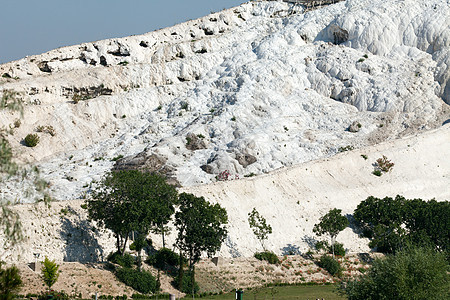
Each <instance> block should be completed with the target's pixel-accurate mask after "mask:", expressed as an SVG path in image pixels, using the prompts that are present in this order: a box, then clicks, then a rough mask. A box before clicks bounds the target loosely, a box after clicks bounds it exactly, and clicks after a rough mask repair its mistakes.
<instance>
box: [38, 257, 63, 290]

■ ■ ■ ■

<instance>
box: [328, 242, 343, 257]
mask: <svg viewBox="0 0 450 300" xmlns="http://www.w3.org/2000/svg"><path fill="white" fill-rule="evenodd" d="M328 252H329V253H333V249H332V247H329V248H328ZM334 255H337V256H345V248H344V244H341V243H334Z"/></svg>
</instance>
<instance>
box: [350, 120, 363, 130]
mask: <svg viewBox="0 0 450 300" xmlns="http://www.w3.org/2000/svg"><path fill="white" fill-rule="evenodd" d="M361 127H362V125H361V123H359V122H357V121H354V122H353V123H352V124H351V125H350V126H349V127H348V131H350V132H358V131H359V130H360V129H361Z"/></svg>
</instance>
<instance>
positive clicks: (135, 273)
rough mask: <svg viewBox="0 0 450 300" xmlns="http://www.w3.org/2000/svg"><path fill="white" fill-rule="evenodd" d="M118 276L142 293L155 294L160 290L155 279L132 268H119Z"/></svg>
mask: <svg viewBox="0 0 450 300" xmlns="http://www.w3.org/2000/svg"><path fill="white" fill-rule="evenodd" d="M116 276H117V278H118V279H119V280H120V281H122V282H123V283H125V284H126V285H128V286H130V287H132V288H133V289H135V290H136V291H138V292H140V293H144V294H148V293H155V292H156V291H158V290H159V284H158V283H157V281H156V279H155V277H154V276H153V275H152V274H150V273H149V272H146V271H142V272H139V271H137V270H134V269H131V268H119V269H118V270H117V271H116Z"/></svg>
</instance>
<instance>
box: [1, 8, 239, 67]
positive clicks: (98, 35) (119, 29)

■ ■ ■ ■

→ TASK PROMPT
Above are the entries. Output exactly the lines beginning with the line that has "positive clicks: (135, 273)" and ending with the line that has "positive clicks: (98, 35) (119, 29)".

→ TASK RESULT
positive clicks: (135, 273)
rough mask: <svg viewBox="0 0 450 300" xmlns="http://www.w3.org/2000/svg"><path fill="white" fill-rule="evenodd" d="M118 276L142 293L155 294L160 290L155 279L132 268H119Z"/></svg>
mask: <svg viewBox="0 0 450 300" xmlns="http://www.w3.org/2000/svg"><path fill="white" fill-rule="evenodd" d="M116 276H117V278H118V279H119V280H120V281H122V282H123V283H125V284H126V285H128V286H130V287H132V288H133V289H135V290H136V291H138V292H140V293H144V294H148V293H155V292H156V291H158V290H159V284H158V283H157V281H156V279H155V277H154V276H153V275H152V274H150V273H149V272H146V271H142V272H139V271H137V270H134V269H131V268H119V269H118V270H117V271H116Z"/></svg>
</instance>
<instance>
box: [1, 8, 239, 67]
positive clicks: (98, 35) (119, 29)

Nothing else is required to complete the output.